---- Document excerpt
ARM Architecture or Ashton Raggatt McDougall is an architectural firm with offices in Melbourne, Sydney, and Adelaide, Australia. The firm was founded in 1988 and has completed internationally renowned design work. ARM's founding directors were Stephen Ashton, Howard Raggatt, Ian McDougall.

Notable projects include the National Museum of Australia in Canberra, the Melbourne Recital Centre and Southbank Theatre in Melbourne, Perth Arena and the Marion Cultural Centre in Adelaide.

Architectural style
ARM is known for "architectural outspokenness". ARM is highly regarded for its heritage and renewal projects including the refurbishment of Hamer Hall at Arts Centre Melbourne, the redevelopment of the Shrine of Remembrance in Melbourne, RMIT Storey Hall and the redevelopment of Melbourne Central Shopping Centre. ARM was also commissioned to prepare the masterplans for Melbourne Docklands, the Adelaide Festival Plaza Precinct, and Elizabeth Quay in Perth. Recent projects include the Perth Arena and Wanangkura Stadium in Port Hedland.
--------
---- Data entries
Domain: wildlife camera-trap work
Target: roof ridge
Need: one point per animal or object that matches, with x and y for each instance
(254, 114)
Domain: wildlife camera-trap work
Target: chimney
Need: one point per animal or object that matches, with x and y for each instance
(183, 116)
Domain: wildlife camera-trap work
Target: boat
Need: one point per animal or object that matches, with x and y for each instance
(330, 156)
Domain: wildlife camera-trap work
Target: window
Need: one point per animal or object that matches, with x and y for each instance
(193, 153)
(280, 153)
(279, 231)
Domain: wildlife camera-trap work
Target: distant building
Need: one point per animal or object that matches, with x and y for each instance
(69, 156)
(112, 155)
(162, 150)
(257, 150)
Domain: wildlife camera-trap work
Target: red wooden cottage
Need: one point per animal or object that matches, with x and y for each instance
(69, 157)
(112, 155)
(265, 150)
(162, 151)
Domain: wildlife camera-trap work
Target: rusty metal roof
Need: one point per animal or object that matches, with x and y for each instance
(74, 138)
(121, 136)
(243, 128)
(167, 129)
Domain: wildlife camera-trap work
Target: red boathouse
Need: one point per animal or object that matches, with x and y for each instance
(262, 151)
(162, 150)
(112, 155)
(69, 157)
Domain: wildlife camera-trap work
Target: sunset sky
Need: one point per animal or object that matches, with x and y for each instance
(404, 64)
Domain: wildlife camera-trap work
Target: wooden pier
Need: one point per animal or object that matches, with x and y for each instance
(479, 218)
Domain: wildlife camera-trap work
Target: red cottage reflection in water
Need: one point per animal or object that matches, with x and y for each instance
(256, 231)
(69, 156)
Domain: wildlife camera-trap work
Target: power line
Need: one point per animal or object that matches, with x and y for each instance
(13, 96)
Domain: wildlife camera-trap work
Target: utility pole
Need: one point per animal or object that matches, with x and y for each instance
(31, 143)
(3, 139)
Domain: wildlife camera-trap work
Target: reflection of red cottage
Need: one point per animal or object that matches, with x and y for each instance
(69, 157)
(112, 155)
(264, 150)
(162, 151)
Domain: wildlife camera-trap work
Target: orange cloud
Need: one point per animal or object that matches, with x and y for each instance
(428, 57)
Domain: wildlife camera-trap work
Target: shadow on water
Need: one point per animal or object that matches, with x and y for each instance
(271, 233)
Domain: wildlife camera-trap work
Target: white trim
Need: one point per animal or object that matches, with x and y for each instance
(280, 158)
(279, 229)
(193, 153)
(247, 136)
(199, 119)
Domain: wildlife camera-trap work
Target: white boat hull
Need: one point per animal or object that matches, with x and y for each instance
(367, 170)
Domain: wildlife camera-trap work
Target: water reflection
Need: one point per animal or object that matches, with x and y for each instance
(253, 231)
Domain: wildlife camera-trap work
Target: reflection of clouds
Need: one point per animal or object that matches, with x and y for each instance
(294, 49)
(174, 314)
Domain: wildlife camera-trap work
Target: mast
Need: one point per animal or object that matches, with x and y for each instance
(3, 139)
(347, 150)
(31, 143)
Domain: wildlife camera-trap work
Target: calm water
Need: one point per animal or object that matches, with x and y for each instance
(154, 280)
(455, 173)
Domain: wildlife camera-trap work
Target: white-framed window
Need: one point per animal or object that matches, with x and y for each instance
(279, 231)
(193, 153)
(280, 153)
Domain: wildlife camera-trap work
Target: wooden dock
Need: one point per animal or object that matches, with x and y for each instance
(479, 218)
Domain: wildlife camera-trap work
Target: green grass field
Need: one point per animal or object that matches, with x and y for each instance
--------
→ Stated problem:
Continue the article on ARM Architecture, starting right after its final sentence.

→ Task result:
A national survey of 600 architects conducted by the Architectural Review Australia found ARM to be considered the most influential architectural office in Australia in the period 1982–2007. ARM is the only Australian firm to win the Australian Institute of Architects' Premier State Award five times, most recently for the Perth Arena in Western Australia. Their design work has been featured on two Australian postage stamps.

Notable projects

ARM has designed some of Australia's landmark buildings including the following major architectural projects:

Gallery

See also

 Architecture of Australia

References

External links 

 
 Interview with Howard Raggatt and Ian McDougall on the Melbourne Recital Centre and Melbourne Theatre Company projects 
 Mongrel Rapture: The Architecture of Ashton Raggatt McDougall - book on the practice's work

Architecture firms of Australia
Architecture firms based in Victoria (Australia)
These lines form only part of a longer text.